▸ Information provided
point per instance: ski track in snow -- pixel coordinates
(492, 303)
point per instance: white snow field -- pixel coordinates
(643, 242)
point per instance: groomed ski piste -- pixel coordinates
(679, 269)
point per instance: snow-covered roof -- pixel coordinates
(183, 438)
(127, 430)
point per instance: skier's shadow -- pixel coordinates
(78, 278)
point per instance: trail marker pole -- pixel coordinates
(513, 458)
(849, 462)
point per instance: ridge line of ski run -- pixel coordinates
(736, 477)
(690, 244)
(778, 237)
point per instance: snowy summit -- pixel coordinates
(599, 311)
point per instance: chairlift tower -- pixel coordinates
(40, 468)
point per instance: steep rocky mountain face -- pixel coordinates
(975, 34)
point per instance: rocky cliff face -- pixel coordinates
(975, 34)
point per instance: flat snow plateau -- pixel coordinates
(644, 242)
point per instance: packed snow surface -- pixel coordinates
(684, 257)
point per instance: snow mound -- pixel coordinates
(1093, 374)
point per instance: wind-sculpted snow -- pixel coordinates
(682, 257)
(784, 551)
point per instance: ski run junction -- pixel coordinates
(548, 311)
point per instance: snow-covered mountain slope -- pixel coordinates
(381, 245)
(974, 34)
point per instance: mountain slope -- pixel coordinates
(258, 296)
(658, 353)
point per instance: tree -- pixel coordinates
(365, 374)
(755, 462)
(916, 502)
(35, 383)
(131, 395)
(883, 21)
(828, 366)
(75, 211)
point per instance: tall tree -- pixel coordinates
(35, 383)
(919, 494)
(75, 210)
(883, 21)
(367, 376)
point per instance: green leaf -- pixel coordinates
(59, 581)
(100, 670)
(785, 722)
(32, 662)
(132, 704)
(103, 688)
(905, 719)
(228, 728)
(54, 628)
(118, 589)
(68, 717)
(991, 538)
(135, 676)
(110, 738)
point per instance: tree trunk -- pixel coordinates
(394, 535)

▸ Directions for this task
Repeat every line of the records above exactly.

▸ Correct answer
point per instance: ski track in snow -- pixel coordinates
(492, 303)
point per instance: white snow field -- pixel coordinates
(643, 242)
point per instance: groomed ski piste -- pixel coordinates
(679, 269)
point per instance: snow-covered roof -- pixel coordinates
(183, 438)
(127, 430)
point per instance: skier's shadow -- pixel coordinates
(78, 278)
point per instance: trail marker pole -- pixel coordinates
(513, 458)
(849, 462)
point per instance: ridge line of ski run -- pixel coordinates
(736, 477)
(690, 244)
(778, 237)
point per instance: snowy summit -- pixel coordinates
(599, 311)
point per instance: chairlift tower -- pixel coordinates
(40, 468)
point per instance: steep rocky mountain face -- pixel coordinates
(975, 34)
point per instance: rocky cliff face -- pixel coordinates
(975, 34)
point per instance: flat snow plateau -- pixel coordinates
(644, 242)
point per instance: packed snow surface -- pixel coordinates
(684, 257)
point per instance: snow mound -- pixel coordinates
(1093, 374)
point per instance: wind-sculpted snow -- pixel coordinates
(682, 257)
(784, 551)
point per instance: ski run junction -- pixel coordinates
(548, 311)
point per instance: snow-covered mountain slope -- pixel coordinates
(381, 245)
(974, 34)
point per instance: mountain slope -- pixel coordinates
(258, 296)
(658, 353)
point per instance: tree -- pixel coordinates
(365, 374)
(755, 462)
(916, 502)
(35, 383)
(131, 395)
(883, 21)
(828, 366)
(75, 211)
point per instance: tall tree -- pixel coordinates
(35, 383)
(919, 494)
(75, 210)
(883, 21)
(367, 376)
point per instance: green leaf -- pixel coordinates
(59, 581)
(100, 670)
(785, 722)
(32, 662)
(132, 704)
(103, 688)
(905, 719)
(228, 728)
(54, 628)
(118, 589)
(68, 717)
(991, 538)
(135, 676)
(110, 738)
point per instance: tree trunk -- pixel coordinates
(394, 535)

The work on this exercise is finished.